The exercise :: Locate the line containing "Task | locate the white t-shirt" in the data below. Reproduce it and every following line up to the end, exactly as given.

Labeled-object pointing entries
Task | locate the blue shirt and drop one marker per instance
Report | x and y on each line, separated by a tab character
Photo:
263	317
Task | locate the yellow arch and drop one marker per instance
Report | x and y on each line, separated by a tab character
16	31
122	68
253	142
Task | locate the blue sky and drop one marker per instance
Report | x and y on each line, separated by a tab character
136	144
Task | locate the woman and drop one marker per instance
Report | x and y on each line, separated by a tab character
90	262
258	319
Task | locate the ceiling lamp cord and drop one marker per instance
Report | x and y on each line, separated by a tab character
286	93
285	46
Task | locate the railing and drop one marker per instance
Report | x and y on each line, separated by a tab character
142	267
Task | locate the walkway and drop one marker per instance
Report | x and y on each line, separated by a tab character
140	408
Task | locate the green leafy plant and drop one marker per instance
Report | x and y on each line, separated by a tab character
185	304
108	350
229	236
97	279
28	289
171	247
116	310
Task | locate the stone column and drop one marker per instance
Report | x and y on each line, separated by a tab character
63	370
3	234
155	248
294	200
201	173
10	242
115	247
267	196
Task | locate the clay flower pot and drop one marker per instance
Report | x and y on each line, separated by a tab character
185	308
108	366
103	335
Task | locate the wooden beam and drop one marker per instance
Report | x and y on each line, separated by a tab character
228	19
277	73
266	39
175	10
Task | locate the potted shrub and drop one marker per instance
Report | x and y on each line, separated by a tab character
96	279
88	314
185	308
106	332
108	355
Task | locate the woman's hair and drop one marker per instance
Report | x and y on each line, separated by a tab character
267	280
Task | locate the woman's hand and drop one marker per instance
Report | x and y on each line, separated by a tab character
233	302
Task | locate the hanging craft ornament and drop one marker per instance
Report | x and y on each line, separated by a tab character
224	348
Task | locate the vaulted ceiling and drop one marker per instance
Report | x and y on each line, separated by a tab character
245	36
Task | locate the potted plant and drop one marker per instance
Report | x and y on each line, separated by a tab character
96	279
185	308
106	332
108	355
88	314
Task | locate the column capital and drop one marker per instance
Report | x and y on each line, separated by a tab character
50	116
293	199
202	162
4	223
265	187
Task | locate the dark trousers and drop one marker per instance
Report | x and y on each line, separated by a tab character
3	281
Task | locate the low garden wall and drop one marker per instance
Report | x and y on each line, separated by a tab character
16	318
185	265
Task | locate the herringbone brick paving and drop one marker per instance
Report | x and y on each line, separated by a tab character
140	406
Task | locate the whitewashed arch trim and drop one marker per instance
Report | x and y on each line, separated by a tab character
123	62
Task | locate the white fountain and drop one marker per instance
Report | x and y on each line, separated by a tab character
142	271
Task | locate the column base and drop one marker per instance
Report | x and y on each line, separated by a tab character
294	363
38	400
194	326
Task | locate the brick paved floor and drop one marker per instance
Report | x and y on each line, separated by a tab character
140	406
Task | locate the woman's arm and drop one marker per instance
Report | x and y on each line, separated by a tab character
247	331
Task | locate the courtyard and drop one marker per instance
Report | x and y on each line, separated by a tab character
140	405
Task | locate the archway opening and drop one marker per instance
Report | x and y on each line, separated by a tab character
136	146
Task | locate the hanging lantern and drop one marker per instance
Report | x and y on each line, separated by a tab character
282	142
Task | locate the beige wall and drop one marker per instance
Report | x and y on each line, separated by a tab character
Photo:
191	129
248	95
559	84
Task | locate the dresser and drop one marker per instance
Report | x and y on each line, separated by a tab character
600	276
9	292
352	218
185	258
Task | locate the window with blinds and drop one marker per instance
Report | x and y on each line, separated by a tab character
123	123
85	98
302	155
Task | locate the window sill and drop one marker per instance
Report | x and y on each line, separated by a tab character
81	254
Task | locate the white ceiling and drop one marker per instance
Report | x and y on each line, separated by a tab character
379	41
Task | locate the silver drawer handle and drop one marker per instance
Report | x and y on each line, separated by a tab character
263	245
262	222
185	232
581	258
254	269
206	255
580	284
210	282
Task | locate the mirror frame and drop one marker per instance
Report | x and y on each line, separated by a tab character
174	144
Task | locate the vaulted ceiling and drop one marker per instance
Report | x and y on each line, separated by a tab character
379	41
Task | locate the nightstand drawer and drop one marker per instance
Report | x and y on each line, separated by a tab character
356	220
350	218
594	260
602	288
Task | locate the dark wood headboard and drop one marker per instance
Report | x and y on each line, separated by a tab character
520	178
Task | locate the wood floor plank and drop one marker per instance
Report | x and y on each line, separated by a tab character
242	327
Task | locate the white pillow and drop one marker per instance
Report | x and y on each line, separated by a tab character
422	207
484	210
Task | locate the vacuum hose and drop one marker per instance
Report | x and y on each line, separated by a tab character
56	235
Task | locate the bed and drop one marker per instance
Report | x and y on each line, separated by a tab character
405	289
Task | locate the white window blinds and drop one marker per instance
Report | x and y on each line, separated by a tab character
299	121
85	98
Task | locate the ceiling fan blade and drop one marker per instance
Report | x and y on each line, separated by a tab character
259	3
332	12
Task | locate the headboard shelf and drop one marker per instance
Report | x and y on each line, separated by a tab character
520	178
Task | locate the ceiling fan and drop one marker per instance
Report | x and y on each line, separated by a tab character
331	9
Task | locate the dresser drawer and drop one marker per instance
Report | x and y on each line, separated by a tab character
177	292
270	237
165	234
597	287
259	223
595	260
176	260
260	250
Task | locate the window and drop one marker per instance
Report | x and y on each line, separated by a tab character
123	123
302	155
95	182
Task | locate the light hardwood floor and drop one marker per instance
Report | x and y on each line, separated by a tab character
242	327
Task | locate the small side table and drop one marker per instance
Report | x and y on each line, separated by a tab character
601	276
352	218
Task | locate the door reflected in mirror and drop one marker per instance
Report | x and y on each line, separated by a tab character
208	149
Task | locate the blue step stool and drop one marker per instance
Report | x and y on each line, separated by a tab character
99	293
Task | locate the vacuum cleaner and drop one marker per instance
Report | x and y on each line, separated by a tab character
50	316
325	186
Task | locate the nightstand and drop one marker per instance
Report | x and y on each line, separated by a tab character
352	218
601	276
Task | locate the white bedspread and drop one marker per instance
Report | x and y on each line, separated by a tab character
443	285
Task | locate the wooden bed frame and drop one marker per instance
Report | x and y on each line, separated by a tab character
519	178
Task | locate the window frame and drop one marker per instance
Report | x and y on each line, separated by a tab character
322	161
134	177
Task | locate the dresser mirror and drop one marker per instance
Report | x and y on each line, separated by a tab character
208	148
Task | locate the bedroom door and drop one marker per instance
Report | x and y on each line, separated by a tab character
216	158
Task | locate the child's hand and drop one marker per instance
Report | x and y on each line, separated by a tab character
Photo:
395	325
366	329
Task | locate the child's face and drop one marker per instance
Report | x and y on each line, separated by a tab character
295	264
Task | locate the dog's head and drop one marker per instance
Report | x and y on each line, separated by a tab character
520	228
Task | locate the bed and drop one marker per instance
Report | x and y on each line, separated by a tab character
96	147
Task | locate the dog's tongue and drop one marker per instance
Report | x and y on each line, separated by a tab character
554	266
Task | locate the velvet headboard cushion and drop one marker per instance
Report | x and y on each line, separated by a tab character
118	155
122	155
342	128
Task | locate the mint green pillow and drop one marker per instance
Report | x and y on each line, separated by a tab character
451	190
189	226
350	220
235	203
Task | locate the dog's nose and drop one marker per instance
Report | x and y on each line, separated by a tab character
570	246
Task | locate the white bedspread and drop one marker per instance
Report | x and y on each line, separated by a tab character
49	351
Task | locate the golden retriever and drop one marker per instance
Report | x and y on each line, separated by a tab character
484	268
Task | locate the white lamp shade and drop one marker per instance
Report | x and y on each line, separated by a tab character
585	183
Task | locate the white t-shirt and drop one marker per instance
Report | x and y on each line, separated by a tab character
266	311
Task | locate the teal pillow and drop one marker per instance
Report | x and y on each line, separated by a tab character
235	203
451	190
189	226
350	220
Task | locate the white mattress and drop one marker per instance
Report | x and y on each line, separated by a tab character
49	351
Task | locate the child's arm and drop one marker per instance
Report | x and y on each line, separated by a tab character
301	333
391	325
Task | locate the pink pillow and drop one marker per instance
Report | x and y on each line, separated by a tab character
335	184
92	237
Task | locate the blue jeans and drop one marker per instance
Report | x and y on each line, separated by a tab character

Result ::
Task | locate the white t-shirt and drop one marker per instance
Report | x and y on each line, separated by a tab character
266	311
Task | locate the teal pillow and drop one marker per instance
Report | x and y on each line, separated by a tab character
235	203
451	190
189	226
350	220
Task | locate the white mattress and drop one marker per instance
Report | x and y on each line, separated by a tab character
49	351
Task | locate the child's arm and drop one marker per instance
Report | x and y on each line, separated by a tab character
301	333
391	325
Task | locate the pink pillow and drop one marker per instance
Report | x and y on each line, separated by a tab character
335	184
92	237
Task | locate the blue jeans and drop one marker per instance
Report | x and y on each line, separated by a tab character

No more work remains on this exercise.